• _DIRECTIVES_:
**1.** In the abstract on Derecho, write out the stretch from "My work focuses" through "are very slow." again, substituting "datacenter" for "cloud".
**2.** According to the abstract on Derecho, what does Derecho use to coordinate delivery?
**3.** List every property that, according to the abstract on Derecho, the coordination of delivery is meant to ensure.

• _DOCUMENT SEGMENT_:
Leveraging RDMA for Strongly Consistent Replication at Large Scale

Ken Birman

Abstract:

My work focuses on ways of replicating data in demanding settings, most recently the cloud. The cloud is a setting where copying information and replicating data or computation is common, yet it remains difficult to actually create new applications that leverage replication. Moreover, the existing libraries are very slow.

I’ll present work on Derecho, a blazingly fast C++ library for creating scalable data replication solutions. Derecho has a remarkably simple API and very low overheads, shifting as much work as possible from runtime to compile time. We separate control plane from data plane, sending data on RDMA over a multicast overlay, then using an RDMA-based distributed shared memory to coordinate delivery so as to ensure total ordering, data persistency or other desired properties such as virtually synchronous membership management. The overall framework is minimalist, yet can support complex applications, including ones that have subgroup structures or that shard data within larger sets of nodes. Derecho consistency subsumes both Paxos and virtual synchrony multicast into a single model.

• _STORED RECORDS_:

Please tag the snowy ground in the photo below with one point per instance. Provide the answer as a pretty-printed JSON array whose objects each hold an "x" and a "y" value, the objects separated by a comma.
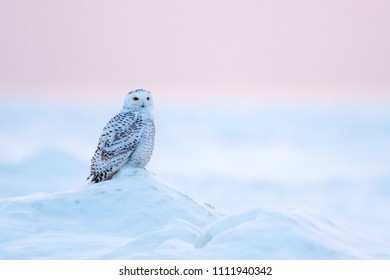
[{"x": 286, "y": 182}]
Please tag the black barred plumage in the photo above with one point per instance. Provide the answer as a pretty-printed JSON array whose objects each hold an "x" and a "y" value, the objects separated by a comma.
[{"x": 128, "y": 138}]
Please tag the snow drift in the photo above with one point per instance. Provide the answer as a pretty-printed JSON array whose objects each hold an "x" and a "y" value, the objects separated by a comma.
[{"x": 137, "y": 216}]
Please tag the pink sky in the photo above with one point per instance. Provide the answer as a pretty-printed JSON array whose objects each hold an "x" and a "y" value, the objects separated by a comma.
[{"x": 202, "y": 47}]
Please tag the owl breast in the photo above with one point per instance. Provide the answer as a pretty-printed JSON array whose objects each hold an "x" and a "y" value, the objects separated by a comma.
[{"x": 143, "y": 152}]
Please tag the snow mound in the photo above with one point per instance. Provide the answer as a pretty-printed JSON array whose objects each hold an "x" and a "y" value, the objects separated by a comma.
[
  {"x": 87, "y": 223},
  {"x": 287, "y": 234},
  {"x": 137, "y": 216}
]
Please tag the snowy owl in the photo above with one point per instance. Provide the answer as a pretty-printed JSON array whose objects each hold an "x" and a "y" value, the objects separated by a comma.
[{"x": 127, "y": 139}]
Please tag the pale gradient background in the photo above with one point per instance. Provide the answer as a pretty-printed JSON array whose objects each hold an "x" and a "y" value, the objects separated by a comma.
[{"x": 95, "y": 48}]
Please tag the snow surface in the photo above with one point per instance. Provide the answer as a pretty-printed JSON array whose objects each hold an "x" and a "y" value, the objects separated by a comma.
[{"x": 286, "y": 183}]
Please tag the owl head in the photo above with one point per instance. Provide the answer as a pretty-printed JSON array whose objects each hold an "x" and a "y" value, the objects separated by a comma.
[{"x": 138, "y": 98}]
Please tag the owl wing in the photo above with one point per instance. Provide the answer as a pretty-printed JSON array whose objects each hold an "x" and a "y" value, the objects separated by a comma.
[{"x": 116, "y": 144}]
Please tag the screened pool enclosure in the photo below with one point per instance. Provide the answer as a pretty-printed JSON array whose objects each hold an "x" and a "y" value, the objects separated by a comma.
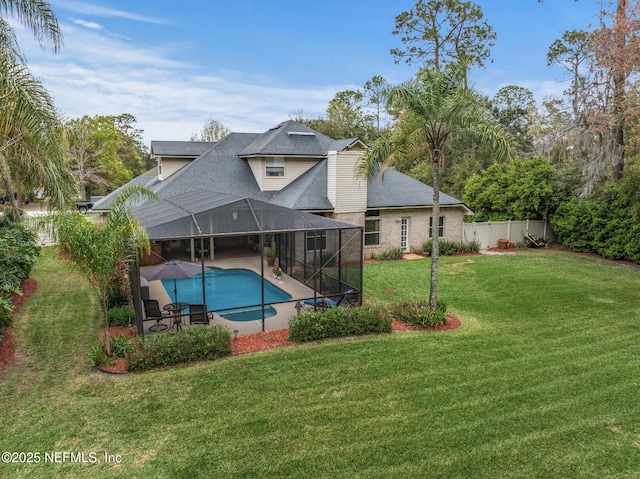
[{"x": 320, "y": 253}]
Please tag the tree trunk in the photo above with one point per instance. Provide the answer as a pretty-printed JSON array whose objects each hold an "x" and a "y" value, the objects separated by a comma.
[
  {"x": 619, "y": 79},
  {"x": 435, "y": 227}
]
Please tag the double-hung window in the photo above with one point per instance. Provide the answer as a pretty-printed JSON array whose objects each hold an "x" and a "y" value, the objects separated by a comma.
[
  {"x": 372, "y": 228},
  {"x": 274, "y": 167},
  {"x": 440, "y": 227}
]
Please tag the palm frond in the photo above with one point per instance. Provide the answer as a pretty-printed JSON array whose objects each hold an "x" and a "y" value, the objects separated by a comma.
[{"x": 39, "y": 17}]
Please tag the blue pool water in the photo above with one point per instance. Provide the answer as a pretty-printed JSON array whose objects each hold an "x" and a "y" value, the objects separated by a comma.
[{"x": 237, "y": 290}]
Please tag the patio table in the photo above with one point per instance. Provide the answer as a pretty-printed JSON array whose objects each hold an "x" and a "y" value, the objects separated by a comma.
[{"x": 176, "y": 309}]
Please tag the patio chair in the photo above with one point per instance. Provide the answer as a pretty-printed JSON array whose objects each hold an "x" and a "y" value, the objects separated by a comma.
[
  {"x": 198, "y": 314},
  {"x": 152, "y": 312},
  {"x": 325, "y": 303}
]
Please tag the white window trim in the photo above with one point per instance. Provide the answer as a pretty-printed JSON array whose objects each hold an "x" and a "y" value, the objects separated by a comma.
[
  {"x": 440, "y": 227},
  {"x": 371, "y": 233},
  {"x": 280, "y": 163}
]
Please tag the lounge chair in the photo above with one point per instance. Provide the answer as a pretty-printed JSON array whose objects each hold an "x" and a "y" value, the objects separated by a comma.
[
  {"x": 198, "y": 314},
  {"x": 325, "y": 303},
  {"x": 152, "y": 313}
]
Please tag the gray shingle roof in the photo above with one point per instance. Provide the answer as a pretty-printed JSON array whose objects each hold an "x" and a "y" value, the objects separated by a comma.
[
  {"x": 222, "y": 169},
  {"x": 289, "y": 139},
  {"x": 307, "y": 192},
  {"x": 219, "y": 169},
  {"x": 148, "y": 179},
  {"x": 395, "y": 189}
]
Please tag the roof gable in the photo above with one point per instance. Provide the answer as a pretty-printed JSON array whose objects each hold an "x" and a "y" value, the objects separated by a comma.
[{"x": 289, "y": 139}]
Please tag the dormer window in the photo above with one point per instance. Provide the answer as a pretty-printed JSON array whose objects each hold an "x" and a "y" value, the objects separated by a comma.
[{"x": 275, "y": 167}]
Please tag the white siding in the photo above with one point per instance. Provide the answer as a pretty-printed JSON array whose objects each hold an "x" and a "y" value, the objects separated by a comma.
[
  {"x": 293, "y": 168},
  {"x": 345, "y": 189}
]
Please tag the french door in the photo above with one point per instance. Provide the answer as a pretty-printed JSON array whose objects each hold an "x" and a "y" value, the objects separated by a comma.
[{"x": 404, "y": 234}]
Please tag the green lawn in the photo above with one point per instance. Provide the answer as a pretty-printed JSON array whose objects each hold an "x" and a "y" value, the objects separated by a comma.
[{"x": 542, "y": 380}]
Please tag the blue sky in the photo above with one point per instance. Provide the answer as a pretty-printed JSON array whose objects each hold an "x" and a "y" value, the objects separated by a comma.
[{"x": 253, "y": 63}]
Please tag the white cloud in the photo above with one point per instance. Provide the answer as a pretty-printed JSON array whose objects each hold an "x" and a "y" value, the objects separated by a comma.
[
  {"x": 83, "y": 23},
  {"x": 96, "y": 73},
  {"x": 99, "y": 11}
]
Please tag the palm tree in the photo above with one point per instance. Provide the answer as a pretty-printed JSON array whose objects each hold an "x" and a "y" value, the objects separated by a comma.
[
  {"x": 101, "y": 251},
  {"x": 31, "y": 135},
  {"x": 434, "y": 108}
]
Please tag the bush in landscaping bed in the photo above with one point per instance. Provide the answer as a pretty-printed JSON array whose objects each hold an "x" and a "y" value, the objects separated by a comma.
[
  {"x": 121, "y": 316},
  {"x": 167, "y": 349},
  {"x": 18, "y": 256},
  {"x": 121, "y": 346},
  {"x": 390, "y": 254},
  {"x": 450, "y": 248},
  {"x": 418, "y": 313},
  {"x": 338, "y": 322}
]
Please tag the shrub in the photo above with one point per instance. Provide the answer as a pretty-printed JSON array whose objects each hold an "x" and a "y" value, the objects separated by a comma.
[
  {"x": 98, "y": 355},
  {"x": 18, "y": 256},
  {"x": 167, "y": 349},
  {"x": 418, "y": 313},
  {"x": 338, "y": 322},
  {"x": 121, "y": 316},
  {"x": 390, "y": 254},
  {"x": 450, "y": 248},
  {"x": 6, "y": 308},
  {"x": 121, "y": 346}
]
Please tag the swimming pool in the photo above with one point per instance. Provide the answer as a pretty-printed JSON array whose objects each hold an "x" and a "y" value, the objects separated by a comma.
[{"x": 236, "y": 291}]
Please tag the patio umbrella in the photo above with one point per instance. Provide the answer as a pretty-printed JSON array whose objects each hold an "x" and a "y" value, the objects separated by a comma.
[{"x": 172, "y": 269}]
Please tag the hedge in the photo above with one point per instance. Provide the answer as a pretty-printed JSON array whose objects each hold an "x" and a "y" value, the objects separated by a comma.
[
  {"x": 338, "y": 322},
  {"x": 167, "y": 349}
]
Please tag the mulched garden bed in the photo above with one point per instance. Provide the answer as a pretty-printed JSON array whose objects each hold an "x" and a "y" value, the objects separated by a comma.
[{"x": 252, "y": 343}]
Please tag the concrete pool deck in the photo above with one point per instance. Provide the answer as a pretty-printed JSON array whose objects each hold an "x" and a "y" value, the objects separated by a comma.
[{"x": 284, "y": 311}]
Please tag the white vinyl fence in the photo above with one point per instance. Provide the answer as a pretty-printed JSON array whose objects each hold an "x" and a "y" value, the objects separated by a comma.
[{"x": 488, "y": 233}]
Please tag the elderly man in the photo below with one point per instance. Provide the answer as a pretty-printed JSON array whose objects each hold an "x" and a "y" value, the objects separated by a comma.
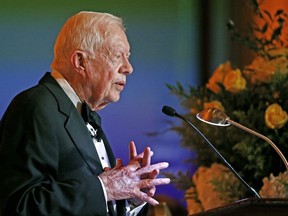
[{"x": 54, "y": 157}]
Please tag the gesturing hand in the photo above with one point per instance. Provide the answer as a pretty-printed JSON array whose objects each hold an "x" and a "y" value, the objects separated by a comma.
[{"x": 137, "y": 180}]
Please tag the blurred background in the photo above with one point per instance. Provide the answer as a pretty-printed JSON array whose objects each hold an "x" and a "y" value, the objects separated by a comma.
[{"x": 171, "y": 41}]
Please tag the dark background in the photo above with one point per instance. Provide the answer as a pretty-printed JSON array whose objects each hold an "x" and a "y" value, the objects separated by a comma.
[{"x": 171, "y": 40}]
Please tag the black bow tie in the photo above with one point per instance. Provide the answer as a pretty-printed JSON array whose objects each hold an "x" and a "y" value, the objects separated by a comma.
[{"x": 92, "y": 118}]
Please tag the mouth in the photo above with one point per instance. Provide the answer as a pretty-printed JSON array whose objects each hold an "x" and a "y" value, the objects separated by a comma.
[{"x": 120, "y": 85}]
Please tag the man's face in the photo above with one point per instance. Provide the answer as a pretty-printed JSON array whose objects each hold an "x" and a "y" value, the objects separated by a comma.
[{"x": 108, "y": 71}]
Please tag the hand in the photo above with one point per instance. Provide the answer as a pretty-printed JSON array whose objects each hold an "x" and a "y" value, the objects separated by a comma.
[
  {"x": 125, "y": 182},
  {"x": 144, "y": 159}
]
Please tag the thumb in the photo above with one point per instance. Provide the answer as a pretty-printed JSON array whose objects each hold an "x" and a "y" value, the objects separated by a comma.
[{"x": 119, "y": 163}]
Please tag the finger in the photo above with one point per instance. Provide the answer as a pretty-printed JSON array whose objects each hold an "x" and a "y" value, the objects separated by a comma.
[
  {"x": 153, "y": 174},
  {"x": 148, "y": 183},
  {"x": 150, "y": 168},
  {"x": 132, "y": 150},
  {"x": 134, "y": 165},
  {"x": 150, "y": 191},
  {"x": 146, "y": 157},
  {"x": 119, "y": 163},
  {"x": 144, "y": 197}
]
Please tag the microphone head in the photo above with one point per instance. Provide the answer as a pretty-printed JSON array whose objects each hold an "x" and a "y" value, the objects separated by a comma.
[{"x": 169, "y": 111}]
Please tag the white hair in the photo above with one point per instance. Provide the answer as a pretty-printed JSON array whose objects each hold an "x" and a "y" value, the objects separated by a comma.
[{"x": 86, "y": 31}]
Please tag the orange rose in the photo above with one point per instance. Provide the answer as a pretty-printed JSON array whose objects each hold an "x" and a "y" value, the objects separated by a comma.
[
  {"x": 275, "y": 116},
  {"x": 214, "y": 104},
  {"x": 234, "y": 81},
  {"x": 218, "y": 77},
  {"x": 262, "y": 70}
]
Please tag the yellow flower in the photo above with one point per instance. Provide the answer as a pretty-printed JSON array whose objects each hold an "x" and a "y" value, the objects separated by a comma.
[
  {"x": 214, "y": 104},
  {"x": 275, "y": 116},
  {"x": 218, "y": 77},
  {"x": 234, "y": 81},
  {"x": 262, "y": 69}
]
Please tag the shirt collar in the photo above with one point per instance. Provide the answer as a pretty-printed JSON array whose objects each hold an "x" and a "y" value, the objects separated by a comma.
[{"x": 67, "y": 89}]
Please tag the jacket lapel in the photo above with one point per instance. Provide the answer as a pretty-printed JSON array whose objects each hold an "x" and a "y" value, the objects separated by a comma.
[{"x": 74, "y": 125}]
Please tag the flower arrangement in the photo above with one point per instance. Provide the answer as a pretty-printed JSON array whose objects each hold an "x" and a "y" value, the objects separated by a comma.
[{"x": 254, "y": 96}]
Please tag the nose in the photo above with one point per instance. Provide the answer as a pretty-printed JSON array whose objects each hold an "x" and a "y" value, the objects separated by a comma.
[{"x": 126, "y": 67}]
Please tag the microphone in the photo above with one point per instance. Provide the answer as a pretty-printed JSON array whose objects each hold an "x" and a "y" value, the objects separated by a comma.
[{"x": 172, "y": 112}]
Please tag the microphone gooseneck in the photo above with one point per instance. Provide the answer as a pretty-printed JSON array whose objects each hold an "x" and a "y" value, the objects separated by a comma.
[{"x": 172, "y": 112}]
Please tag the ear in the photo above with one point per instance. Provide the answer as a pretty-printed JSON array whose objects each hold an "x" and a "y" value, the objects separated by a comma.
[{"x": 78, "y": 59}]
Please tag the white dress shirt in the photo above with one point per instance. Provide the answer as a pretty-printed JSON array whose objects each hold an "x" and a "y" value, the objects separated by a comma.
[{"x": 99, "y": 145}]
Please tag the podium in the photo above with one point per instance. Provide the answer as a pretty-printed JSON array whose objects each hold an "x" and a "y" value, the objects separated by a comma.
[{"x": 250, "y": 206}]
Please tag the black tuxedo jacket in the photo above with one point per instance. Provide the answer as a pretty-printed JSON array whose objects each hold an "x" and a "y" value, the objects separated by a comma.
[{"x": 48, "y": 162}]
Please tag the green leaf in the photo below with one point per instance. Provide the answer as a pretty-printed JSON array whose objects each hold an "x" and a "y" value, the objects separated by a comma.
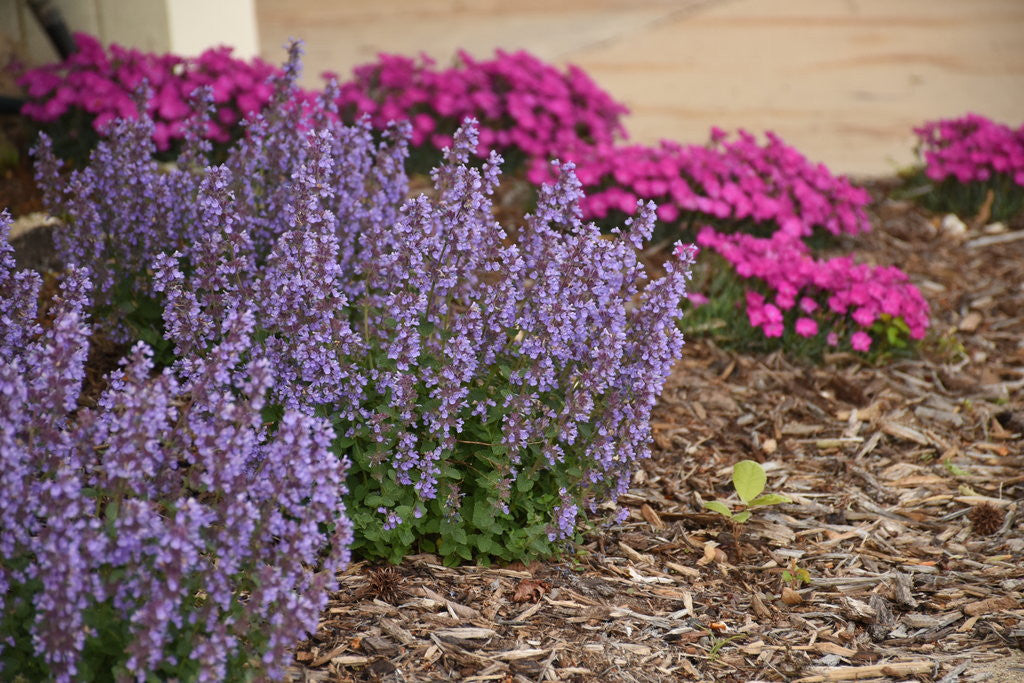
[
  {"x": 749, "y": 478},
  {"x": 720, "y": 508},
  {"x": 769, "y": 499}
]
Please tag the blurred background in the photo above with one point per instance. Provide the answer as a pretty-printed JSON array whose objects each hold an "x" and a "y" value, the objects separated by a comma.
[{"x": 844, "y": 81}]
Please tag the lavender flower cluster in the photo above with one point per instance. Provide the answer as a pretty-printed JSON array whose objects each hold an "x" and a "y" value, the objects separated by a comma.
[
  {"x": 439, "y": 333},
  {"x": 161, "y": 513},
  {"x": 419, "y": 327}
]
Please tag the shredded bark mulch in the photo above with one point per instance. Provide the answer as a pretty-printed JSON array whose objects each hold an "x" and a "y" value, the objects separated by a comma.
[
  {"x": 905, "y": 535},
  {"x": 906, "y": 522}
]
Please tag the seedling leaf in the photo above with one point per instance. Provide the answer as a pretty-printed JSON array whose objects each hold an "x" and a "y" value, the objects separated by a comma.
[
  {"x": 749, "y": 478},
  {"x": 720, "y": 508}
]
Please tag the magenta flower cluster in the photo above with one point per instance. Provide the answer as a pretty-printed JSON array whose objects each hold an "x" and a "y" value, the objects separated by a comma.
[
  {"x": 163, "y": 505},
  {"x": 833, "y": 297},
  {"x": 727, "y": 181},
  {"x": 520, "y": 103},
  {"x": 102, "y": 84},
  {"x": 972, "y": 148},
  {"x": 740, "y": 186}
]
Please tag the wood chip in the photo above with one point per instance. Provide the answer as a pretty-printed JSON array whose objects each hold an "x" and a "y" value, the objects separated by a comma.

• _RESPONSES IN ORDER_:
**1.**
My work focuses on ways of replicating data in demanding settings, most recently the datacenter. The datacenter is a setting where copying information and replicating data or computation is common, yet it remains difficult to actually create new applications that leverage replication. Moreover, the existing libraries are very slow.

**2.** An RDMA-based distributed shared memory.

**3.**
- Total ordering
- Data persistency
- Virtually synchronous membership management